How to complete this task:
Produce word for word the lines of the data below running from the one that has "Question. The picture above shows the black sunglasses." to the one that has "Question. The picture above shows the small", inclusive, and no others.

[Data extracted from a collection]
╔══
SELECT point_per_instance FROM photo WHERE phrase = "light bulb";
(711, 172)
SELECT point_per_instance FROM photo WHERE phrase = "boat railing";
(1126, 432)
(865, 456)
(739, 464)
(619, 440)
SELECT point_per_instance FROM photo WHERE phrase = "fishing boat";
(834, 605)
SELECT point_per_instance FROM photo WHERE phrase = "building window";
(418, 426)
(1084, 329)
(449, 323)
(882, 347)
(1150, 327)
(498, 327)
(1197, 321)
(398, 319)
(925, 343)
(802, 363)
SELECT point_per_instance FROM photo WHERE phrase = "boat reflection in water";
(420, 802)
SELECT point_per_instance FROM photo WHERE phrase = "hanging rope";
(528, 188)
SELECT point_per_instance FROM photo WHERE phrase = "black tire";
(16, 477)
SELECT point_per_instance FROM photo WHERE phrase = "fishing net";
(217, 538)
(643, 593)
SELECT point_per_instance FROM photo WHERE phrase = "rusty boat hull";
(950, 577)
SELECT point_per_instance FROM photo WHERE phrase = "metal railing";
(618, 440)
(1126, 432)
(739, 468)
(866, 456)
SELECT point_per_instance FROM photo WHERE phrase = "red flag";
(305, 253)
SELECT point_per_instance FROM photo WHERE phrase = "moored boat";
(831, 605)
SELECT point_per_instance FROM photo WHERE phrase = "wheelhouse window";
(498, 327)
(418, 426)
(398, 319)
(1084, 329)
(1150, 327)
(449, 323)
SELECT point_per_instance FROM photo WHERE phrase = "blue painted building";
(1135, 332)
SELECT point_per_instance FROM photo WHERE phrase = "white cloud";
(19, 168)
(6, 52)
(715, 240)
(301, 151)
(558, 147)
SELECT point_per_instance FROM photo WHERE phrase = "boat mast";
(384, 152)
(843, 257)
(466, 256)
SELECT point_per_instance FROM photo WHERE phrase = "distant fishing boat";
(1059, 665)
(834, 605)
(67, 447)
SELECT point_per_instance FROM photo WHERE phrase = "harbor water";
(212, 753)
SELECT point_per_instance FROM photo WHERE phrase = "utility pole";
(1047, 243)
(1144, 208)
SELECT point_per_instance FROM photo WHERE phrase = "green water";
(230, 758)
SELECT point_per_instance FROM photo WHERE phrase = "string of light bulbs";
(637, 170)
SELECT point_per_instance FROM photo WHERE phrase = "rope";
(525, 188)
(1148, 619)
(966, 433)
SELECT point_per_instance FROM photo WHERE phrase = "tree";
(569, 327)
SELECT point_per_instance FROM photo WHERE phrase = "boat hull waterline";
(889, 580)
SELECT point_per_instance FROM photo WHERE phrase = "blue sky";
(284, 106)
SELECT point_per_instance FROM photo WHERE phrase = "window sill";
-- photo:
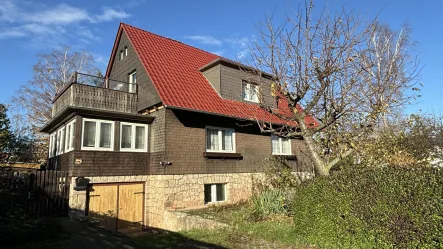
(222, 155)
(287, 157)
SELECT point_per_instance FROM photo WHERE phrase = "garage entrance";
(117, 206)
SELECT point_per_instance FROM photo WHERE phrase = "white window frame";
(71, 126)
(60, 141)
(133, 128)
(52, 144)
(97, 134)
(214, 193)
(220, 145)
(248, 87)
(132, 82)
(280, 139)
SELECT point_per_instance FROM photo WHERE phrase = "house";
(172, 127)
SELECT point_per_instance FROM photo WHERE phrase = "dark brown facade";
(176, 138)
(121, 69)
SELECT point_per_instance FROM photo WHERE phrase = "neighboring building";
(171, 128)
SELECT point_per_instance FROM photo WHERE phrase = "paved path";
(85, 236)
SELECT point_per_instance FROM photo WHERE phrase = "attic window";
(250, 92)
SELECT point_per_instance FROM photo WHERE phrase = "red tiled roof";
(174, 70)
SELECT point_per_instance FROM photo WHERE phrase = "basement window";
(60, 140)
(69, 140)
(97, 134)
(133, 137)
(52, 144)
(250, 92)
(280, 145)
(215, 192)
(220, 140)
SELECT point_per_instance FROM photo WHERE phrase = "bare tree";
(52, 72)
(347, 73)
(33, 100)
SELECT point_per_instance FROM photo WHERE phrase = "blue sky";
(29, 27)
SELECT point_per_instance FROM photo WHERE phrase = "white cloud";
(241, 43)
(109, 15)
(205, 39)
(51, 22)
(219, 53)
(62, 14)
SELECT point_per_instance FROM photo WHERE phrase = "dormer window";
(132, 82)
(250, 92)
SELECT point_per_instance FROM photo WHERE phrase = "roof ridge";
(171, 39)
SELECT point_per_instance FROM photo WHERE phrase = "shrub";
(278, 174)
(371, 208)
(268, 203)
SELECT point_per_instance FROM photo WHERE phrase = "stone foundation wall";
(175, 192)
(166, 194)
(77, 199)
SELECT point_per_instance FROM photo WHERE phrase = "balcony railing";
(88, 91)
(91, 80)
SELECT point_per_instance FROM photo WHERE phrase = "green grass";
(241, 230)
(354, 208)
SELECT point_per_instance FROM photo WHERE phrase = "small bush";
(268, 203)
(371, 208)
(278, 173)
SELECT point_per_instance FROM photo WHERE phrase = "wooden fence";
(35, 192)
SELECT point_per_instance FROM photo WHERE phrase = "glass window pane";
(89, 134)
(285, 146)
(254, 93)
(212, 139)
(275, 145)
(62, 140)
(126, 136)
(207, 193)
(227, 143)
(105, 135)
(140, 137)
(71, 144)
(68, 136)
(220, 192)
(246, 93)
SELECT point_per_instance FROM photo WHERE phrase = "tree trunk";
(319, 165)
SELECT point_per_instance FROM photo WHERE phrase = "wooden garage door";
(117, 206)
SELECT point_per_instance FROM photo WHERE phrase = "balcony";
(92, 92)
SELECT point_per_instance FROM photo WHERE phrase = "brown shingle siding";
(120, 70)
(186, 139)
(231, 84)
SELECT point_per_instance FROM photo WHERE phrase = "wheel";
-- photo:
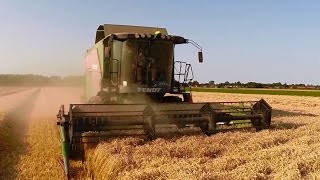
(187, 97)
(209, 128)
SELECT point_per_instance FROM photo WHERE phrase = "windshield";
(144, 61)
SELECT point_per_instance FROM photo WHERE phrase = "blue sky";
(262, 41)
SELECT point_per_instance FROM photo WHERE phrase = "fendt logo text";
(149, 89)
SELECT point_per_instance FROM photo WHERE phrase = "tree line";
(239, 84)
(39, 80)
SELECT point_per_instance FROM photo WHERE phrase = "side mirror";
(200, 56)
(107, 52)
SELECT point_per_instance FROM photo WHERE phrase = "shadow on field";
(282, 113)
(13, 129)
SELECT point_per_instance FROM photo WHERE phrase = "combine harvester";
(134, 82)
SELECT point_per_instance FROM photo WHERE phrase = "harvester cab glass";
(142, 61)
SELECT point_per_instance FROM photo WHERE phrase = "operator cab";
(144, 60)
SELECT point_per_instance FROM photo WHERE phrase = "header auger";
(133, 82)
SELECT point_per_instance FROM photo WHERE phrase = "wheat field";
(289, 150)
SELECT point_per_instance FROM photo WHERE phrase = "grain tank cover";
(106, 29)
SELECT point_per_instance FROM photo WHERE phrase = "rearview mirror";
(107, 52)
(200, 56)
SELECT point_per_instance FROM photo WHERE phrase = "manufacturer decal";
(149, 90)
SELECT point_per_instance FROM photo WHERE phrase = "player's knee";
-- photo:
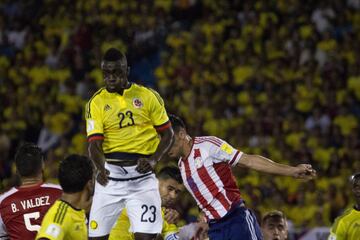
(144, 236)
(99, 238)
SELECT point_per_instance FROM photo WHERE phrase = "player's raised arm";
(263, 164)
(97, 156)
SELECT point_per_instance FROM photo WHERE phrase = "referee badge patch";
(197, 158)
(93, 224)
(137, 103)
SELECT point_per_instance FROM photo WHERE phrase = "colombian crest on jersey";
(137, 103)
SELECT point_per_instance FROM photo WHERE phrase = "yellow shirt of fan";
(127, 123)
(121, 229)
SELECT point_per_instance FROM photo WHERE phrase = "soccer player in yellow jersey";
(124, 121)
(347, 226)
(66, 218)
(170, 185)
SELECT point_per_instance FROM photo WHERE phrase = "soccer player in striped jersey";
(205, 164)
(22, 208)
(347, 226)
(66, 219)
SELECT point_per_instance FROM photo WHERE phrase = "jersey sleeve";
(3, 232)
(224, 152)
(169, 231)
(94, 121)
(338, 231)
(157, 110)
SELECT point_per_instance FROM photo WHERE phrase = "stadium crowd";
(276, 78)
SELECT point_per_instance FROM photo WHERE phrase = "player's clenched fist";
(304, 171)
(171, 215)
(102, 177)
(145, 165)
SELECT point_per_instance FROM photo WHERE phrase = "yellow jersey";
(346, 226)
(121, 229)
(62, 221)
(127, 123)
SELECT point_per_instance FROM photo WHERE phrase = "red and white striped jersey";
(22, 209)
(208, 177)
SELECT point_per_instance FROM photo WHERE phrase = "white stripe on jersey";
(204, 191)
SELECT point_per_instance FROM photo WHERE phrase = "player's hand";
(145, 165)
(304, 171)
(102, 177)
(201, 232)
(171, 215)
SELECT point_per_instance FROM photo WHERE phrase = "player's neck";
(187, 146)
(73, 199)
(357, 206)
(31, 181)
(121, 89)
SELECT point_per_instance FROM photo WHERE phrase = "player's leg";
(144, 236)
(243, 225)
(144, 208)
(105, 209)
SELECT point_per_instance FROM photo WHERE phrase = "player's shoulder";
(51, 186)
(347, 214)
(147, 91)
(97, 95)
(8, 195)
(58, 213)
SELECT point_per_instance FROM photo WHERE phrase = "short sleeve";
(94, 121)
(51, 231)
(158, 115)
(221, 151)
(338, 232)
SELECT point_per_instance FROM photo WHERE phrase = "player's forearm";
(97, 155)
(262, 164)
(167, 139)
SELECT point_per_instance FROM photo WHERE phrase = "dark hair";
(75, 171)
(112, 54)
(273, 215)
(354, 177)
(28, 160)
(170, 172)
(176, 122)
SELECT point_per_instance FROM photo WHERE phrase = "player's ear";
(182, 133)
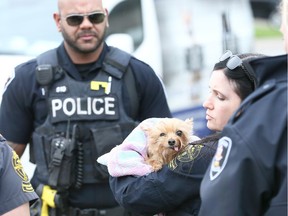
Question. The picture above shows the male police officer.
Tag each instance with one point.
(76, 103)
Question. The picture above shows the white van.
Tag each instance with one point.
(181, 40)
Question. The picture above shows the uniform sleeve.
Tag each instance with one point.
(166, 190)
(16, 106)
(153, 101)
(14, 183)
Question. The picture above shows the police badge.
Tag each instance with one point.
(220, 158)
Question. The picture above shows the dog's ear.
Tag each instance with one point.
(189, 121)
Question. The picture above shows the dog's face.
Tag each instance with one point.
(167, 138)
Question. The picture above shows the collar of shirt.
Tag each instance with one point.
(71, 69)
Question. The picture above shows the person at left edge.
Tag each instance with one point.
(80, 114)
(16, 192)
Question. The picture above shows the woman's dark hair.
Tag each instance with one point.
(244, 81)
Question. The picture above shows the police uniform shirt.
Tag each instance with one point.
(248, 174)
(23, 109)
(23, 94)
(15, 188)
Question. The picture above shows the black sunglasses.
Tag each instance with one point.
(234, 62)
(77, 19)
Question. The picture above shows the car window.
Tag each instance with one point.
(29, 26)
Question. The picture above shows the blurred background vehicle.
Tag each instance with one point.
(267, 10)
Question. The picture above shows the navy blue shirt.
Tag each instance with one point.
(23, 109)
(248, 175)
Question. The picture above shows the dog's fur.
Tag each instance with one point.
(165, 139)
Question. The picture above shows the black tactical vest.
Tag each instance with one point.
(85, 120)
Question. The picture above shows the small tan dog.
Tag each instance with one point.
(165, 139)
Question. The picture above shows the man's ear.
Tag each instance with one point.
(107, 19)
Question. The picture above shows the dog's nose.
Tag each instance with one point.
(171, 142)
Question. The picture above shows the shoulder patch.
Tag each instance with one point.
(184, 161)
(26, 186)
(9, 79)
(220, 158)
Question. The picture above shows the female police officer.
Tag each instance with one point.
╚══
Answer to this exercise:
Question. The picture above shows the black sunglasses.
Tag each instance with one point.
(234, 62)
(77, 19)
Question. The picture above shows the car window.
Tag each instance with one point.
(29, 26)
Question. The picture above shows the blurred background vehicle.
Tag each instance with one point.
(267, 10)
Question. The picture above shows the navy blue shirt.
Tag each instance with one point.
(23, 109)
(248, 175)
Question. The picture above shows the dog's fur.
Tag each instance with one point.
(165, 139)
Question. The picture above shows the black tactical vest.
Tag each instance with one point.
(85, 120)
Question. The picture above shows the small tan dog.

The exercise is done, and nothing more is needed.